Bloco de texto:
'''

Lilinho, infelizmente, não viveu para assistir à repercussão da sua performance. Na primeira cena do comercial, lançado esta semana em comemoração ao Dia das Crianças, ficamos sabendo que Lilinho, como os peixes dourados tendem a fazer, morreu sem dar aviso prévio para a dona – uma garotinha adorável, como tendem a ser as meninas de cinco anos. Quem narra a história é o pai dela: “Querida filha, só estou escrevendo este texto porque você ainda não sabe ler. Do contrário, eu não escreveria.
É que você ia ficar bem chateada em saber que o seu peixe, o Lilinho, morreu. De modo que aquele que está no seu aquário agora é bem parecido, mas não é o Lilinho. Sua mãe – as mães são assim –, sem que você soubesse, resolveu comprar outro e pôr no lugar dele”. Seguem-se imagens muito bem filmadas de crianças brincando sob a luz difusa do pôr do sol de Porto Alegre e a mensagem final de que os filhos, sempre que possível, devem ser poupados de notícias ruins.

'''

Material de origem:

'''

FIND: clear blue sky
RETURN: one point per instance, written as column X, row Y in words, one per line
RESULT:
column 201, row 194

'''

Instruções da tarefa:
Enumere todas as pessoas da família mencionadas no texto sobre o comercial do Dia das Crianças, incluindo a própria dona do peixe. As linhas não têm qualquer papel nesta tarefa.

Resultado da tarefa:
- A filha, uma garotinha de cinco anos e dona do peixe Lilinho
- O pai, que narra a história
- A mãe, que comprou outro peixe e o colocou no lugar de Lilinho